Return each line of the records below that contains the string "green". Case matters, so only lines that match its capitalization count.

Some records
--- START ---

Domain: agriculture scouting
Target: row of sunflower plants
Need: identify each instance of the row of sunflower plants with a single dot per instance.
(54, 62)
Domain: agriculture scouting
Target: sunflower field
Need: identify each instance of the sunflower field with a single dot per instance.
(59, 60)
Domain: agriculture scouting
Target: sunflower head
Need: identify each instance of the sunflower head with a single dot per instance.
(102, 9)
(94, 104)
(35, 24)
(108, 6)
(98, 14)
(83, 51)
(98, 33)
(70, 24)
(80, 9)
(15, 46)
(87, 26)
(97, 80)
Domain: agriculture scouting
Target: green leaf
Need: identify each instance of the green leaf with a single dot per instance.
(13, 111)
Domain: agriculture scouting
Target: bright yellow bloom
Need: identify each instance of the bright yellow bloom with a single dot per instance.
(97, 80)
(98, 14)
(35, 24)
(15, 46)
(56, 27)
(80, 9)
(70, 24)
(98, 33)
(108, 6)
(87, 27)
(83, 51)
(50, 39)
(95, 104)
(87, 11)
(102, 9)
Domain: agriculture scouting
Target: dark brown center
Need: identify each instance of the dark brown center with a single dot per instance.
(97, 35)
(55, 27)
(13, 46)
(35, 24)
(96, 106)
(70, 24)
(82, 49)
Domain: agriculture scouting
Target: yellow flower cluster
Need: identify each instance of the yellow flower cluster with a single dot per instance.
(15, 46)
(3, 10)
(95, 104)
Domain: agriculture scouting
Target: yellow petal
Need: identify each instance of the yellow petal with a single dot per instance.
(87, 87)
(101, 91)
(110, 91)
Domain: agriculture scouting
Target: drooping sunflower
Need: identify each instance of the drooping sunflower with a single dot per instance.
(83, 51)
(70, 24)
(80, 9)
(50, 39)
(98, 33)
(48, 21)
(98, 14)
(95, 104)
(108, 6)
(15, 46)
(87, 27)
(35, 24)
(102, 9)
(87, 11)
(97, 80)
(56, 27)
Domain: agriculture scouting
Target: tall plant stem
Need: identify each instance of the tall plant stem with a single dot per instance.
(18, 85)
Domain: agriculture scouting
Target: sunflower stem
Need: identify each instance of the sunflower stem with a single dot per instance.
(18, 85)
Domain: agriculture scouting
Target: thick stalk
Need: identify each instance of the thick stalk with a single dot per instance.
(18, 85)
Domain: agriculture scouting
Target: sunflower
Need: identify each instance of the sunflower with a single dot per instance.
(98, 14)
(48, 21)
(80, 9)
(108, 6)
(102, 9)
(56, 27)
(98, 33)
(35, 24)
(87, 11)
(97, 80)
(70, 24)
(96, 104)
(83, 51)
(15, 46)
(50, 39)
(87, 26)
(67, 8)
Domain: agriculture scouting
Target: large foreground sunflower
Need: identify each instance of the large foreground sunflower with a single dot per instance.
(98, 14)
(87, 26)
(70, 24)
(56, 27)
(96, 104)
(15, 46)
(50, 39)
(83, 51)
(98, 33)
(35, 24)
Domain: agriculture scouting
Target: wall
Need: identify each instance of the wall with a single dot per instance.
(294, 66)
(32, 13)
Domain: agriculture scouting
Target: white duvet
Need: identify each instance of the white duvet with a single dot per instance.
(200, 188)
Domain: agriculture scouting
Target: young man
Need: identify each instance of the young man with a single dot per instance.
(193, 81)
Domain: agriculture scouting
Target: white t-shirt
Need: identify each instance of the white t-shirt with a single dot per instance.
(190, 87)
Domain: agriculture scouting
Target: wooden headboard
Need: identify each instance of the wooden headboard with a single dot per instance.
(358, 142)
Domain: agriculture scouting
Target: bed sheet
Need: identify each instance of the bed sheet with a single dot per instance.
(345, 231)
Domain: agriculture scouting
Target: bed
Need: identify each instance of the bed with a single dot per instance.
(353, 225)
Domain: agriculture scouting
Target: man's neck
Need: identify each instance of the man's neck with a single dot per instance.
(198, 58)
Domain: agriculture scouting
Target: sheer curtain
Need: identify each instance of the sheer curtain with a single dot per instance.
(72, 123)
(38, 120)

--- END ---

Finished answer:
Target: green leaf
Need: identify each instance of the green leaf with a single dot per instance.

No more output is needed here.